CONSIGNE A
D'après l'extrait sur la crise sanitaire du Covid-19, quel instrument est présenté comme privilégié pour juguler le choc COVID-19 ?
CONSIGNE B
Dans l'extrait sur la crise sanitaire du Covid-19, recopiez le passage qui commence aux mots « Crise sanitaire Covid-19 : Quand » et s'arrête après « le choc COVID-19 ! », en remplaçant « coronavirus » par « virus ».

EXTRAIT DU TEXTE
----------------

Crise sanitaire Covid-19 : Quand la BCEAO frappe fort, mais… pas assez… !!!

La crise sanitaire occasionnée par le coronavirus est inédite. L’ampleur de la propagation de la maladie a surpris plus d’un. Et les mesures qui ont été initiées et prises par les pouvoir publics traduisent l’importance de ce problème sanitaire qui a gangréné toutes les économies du monde.  Ces mesures d’ordre sanitaire ont été prise dans la précipitation – urgence sanitaire oblige – sans souvent mesurer leurs conséquences économiques et sociales. En effet, le confinement des populations, l’instauration de couvre-feu, la fermeture des unités de production (marché, maquis, écoles, épiceries, etc.), la suspension des activités culturelles et touristiques, sont autant de mesures qui auront des répercussions négatives sur l’activité économique.

L’arme monétaire, instrument privilégié pour juguler le choc COVID-19 !

----------------

DONNÉES FOURNIES
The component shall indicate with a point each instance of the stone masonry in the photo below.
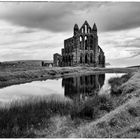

----------------

RÉPONSE FINALE A
L'arme monétaire.

RÉPONSE FINALE B
Crise sanitaire Covid-19 : Quand la BCEAO frappe fort, mais… pas assez… !!!

La crise sanitaire occasionnée par le virus est inédite. L’ampleur de la propagation de la maladie a surpris plus d’un. Et les mesures qui ont été initiées et prises par les pouvoir publics traduisent l’importance de ce problème sanitaire qui a gangréné toutes les économies du monde.  Ces mesures d’ordre sanitaire ont été prise dans la précipitation – urgence sanitaire oblige – sans souvent mesurer leurs conséquences économiques et sociales. En effet, le confinement des populations, l’instauration de couvre-feu, la fermeture des unités de production (marché, maquis, écoles, épiceries, etc.), la suspension des activités culturelles et touristiques, sont autant de mesures qui auront des répercussions négatives sur l’activité économique.

L’arme monétaire, instrument privilégié pour juguler le choc COVID-19 !